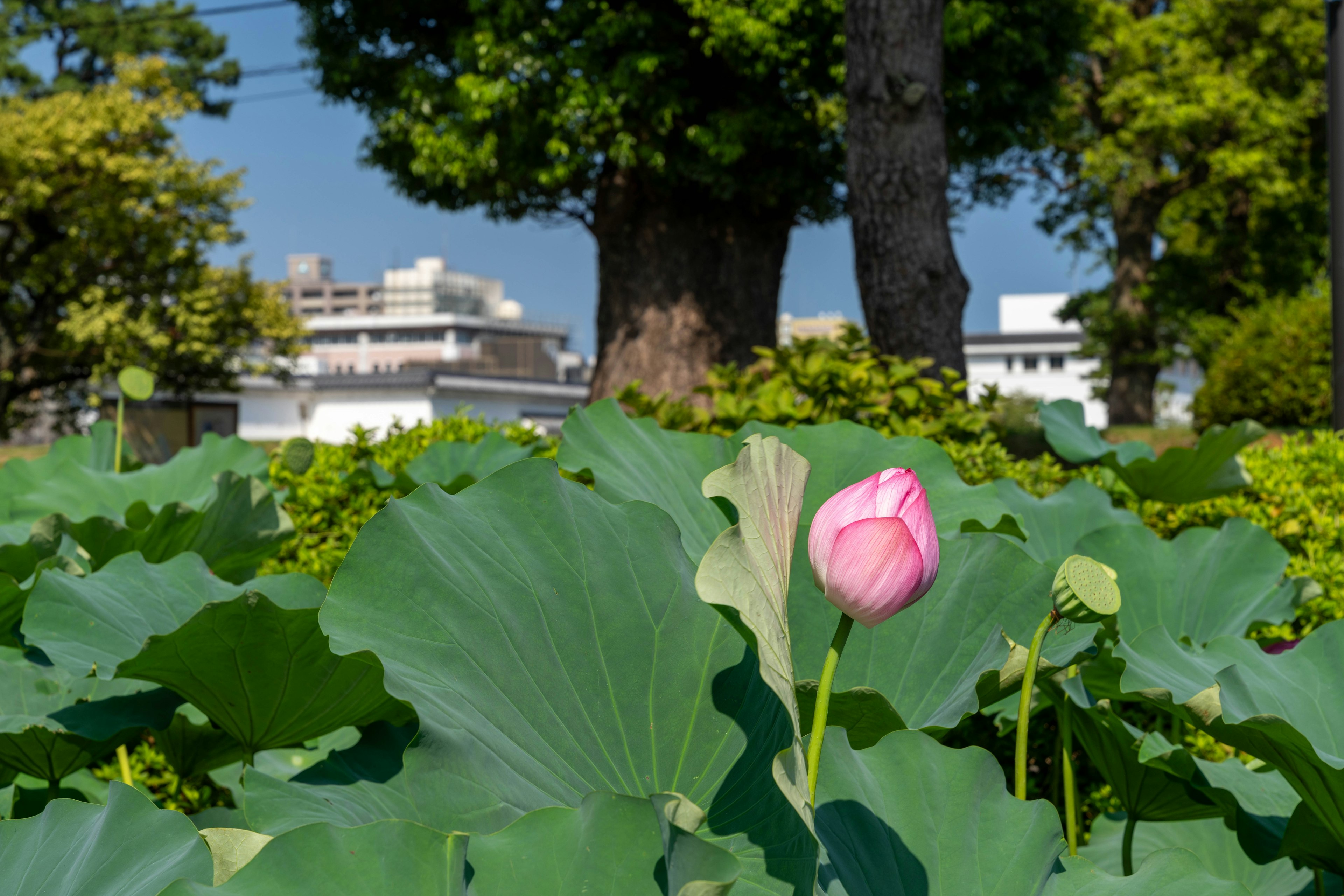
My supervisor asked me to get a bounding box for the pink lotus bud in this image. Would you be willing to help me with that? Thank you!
[808,468,938,629]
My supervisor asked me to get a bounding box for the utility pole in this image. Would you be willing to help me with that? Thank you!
[1325,0,1344,430]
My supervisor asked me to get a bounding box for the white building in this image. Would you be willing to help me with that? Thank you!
[965,293,1203,428]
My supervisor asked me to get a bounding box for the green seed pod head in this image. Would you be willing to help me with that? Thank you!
[280,438,313,476]
[117,367,155,402]
[1050,553,1120,622]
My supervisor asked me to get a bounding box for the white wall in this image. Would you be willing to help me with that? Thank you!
[999,293,1082,333]
[966,352,1107,430]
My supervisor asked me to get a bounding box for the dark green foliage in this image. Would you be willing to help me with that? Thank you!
[1194,290,1332,427]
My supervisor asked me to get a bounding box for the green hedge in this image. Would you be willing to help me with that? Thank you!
[1194,292,1331,428]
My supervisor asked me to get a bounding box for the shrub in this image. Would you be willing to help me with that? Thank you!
[617,324,997,442]
[261,408,543,583]
[1194,292,1331,428]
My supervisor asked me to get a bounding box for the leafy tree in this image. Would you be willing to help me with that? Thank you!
[300,0,1077,396]
[1043,0,1326,423]
[0,0,239,115]
[0,61,300,434]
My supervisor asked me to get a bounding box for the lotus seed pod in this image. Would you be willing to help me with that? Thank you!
[117,367,155,402]
[280,438,313,476]
[1050,553,1120,622]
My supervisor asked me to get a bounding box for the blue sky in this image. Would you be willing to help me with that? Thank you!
[179,0,1101,352]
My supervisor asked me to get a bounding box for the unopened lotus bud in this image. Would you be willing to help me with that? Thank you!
[1050,553,1120,622]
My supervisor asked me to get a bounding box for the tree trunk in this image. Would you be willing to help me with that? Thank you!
[592,172,793,400]
[845,0,969,373]
[1106,196,1161,426]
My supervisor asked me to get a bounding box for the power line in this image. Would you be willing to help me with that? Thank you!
[56,0,293,28]
[232,87,313,104]
[238,62,304,78]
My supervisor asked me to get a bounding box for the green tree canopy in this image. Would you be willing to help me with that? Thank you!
[300,0,1083,394]
[0,61,300,433]
[1043,0,1326,423]
[0,0,239,115]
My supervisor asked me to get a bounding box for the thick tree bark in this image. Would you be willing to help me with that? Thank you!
[592,172,793,400]
[845,0,969,373]
[1106,196,1161,426]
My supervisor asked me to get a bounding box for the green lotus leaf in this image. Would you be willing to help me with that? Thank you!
[1071,700,1224,821]
[0,782,214,896]
[1043,848,1251,896]
[1036,399,1157,463]
[995,479,1142,564]
[0,420,117,521]
[117,365,155,402]
[1036,399,1265,504]
[558,399,742,561]
[160,818,461,896]
[321,460,816,893]
[117,591,405,756]
[197,827,273,887]
[1102,420,1265,504]
[653,794,742,896]
[1077,517,1297,643]
[1115,622,1344,854]
[789,533,1097,736]
[153,704,243,778]
[21,552,324,678]
[69,470,294,582]
[400,433,532,494]
[1078,811,1312,896]
[1138,732,1302,870]
[816,728,1064,896]
[0,648,181,780]
[466,792,736,896]
[695,435,812,818]
[0,433,269,523]
[245,721,419,834]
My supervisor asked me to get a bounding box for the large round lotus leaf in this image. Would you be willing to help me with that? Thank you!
[559,400,1094,735]
[117,367,155,402]
[0,433,270,523]
[1077,517,1297,645]
[245,721,419,835]
[995,479,1142,566]
[1115,622,1344,869]
[160,818,443,896]
[789,532,1097,734]
[321,460,816,893]
[405,433,532,494]
[1043,849,1251,896]
[0,648,181,780]
[0,782,214,896]
[1071,700,1224,821]
[816,728,1064,896]
[1078,816,1312,896]
[117,591,407,754]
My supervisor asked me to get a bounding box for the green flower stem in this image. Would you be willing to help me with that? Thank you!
[112,395,126,473]
[1120,813,1138,877]
[1058,693,1078,856]
[808,612,853,806]
[112,395,136,787]
[448,833,469,896]
[1013,610,1055,799]
[117,744,136,787]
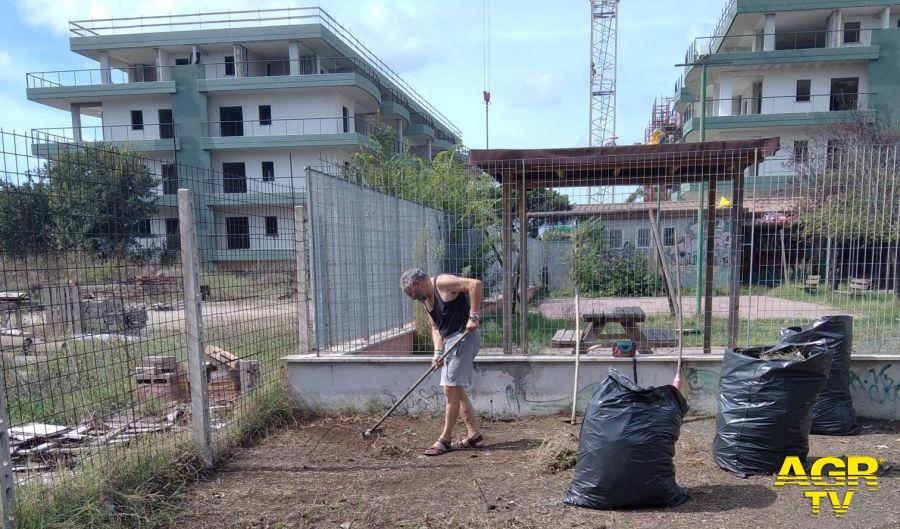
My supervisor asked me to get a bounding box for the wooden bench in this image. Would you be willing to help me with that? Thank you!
[803,276,822,292]
[551,307,678,354]
[835,277,872,297]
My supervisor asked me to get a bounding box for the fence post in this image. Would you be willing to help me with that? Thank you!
[178,189,213,467]
[0,369,18,529]
[294,204,311,354]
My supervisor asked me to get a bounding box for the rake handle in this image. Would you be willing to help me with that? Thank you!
[366,331,469,433]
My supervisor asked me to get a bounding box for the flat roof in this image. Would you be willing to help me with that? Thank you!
[469,138,779,188]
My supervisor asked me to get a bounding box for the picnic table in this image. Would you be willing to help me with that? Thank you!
[0,292,29,329]
[551,307,678,354]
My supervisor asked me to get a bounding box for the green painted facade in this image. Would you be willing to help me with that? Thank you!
[69,23,459,140]
[682,109,876,141]
[172,64,216,261]
[869,28,900,119]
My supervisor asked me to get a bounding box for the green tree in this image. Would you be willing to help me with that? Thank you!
[40,145,159,258]
[0,174,53,257]
[572,218,665,297]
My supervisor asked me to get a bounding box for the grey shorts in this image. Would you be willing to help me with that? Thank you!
[441,330,481,387]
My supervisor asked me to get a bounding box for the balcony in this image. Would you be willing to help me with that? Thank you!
[683,93,874,140]
[69,7,459,135]
[25,66,175,110]
[198,57,386,102]
[201,116,375,149]
[31,123,181,155]
[682,29,882,89]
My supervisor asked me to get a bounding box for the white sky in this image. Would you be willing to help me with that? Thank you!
[0,0,724,148]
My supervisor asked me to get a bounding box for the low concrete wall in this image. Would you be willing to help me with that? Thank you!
[283,355,900,420]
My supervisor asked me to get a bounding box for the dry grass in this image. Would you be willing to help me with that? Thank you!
[536,431,578,473]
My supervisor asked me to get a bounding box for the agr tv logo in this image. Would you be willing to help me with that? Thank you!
[775,456,884,516]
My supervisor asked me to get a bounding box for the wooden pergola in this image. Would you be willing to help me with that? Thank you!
[469,138,779,354]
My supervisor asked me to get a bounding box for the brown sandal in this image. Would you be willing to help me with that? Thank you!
[450,434,484,450]
[425,439,453,456]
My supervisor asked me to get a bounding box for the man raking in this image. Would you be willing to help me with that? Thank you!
[400,269,483,456]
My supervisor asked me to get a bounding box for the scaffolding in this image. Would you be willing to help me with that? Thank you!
[644,97,684,143]
[590,0,619,147]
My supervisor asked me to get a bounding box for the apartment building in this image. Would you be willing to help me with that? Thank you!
[651,0,900,199]
[27,8,460,263]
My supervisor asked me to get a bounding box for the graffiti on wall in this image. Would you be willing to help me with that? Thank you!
[850,364,900,404]
[506,382,600,414]
[660,219,731,266]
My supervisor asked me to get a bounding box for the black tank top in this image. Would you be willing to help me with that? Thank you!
[429,276,469,338]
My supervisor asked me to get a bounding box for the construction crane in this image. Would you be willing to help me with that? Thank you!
[590,0,619,147]
[587,0,619,204]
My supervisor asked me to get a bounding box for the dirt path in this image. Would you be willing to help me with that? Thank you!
[173,417,900,529]
[539,295,835,320]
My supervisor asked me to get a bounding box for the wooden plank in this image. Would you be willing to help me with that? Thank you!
[178,189,213,468]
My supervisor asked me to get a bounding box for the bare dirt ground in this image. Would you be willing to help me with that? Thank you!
[539,295,835,320]
[173,416,900,529]
[147,299,297,330]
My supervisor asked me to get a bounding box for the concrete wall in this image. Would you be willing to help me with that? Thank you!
[211,147,359,193]
[214,206,294,250]
[101,96,172,141]
[283,355,900,420]
[309,170,447,348]
[209,90,355,132]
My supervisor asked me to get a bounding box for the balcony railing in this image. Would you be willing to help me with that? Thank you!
[684,29,876,63]
[25,66,172,88]
[204,116,374,137]
[31,123,175,143]
[204,57,381,88]
[685,93,871,119]
[69,7,459,135]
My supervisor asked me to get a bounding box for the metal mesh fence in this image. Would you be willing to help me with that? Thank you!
[0,124,900,524]
[309,142,900,354]
[0,132,307,523]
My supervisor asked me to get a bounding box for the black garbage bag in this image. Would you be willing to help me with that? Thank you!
[713,341,832,477]
[779,316,860,435]
[563,368,688,509]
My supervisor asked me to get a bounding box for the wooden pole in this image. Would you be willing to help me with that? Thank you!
[570,283,581,424]
[703,178,716,354]
[0,369,18,529]
[519,167,528,354]
[728,153,758,347]
[178,189,213,468]
[294,204,312,354]
[501,174,513,354]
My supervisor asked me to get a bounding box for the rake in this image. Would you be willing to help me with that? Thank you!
[362,331,469,439]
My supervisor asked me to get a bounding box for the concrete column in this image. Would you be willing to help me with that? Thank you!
[830,9,844,48]
[763,13,775,51]
[100,51,109,84]
[717,75,734,116]
[288,40,300,75]
[70,103,81,141]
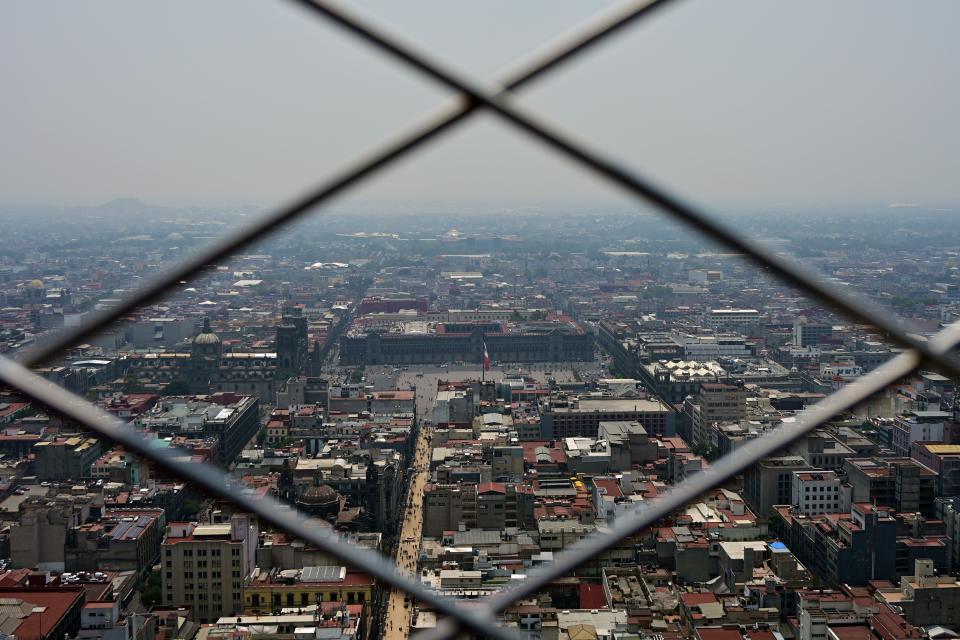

--------------------

### WHAT THE TASK ASKS
Rewrite the entries between the line containing "for the fence" and the line containing "[366,331,469,433]", inclusive, swapping "rake handle" for "wooden handle" and leaving everything else unchanged.

### EXERCISE RESULT
My supervisor asked me to get a bounding box for the fence post in this image. Would you be willing to help me with that? Thank you!
[178,189,213,467]
[0,369,18,529]
[294,204,311,354]
My supervisor asked me to get a bounding box for the wooden handle in this image. Would you be willing to help me with that? Thank you!
[366,331,469,433]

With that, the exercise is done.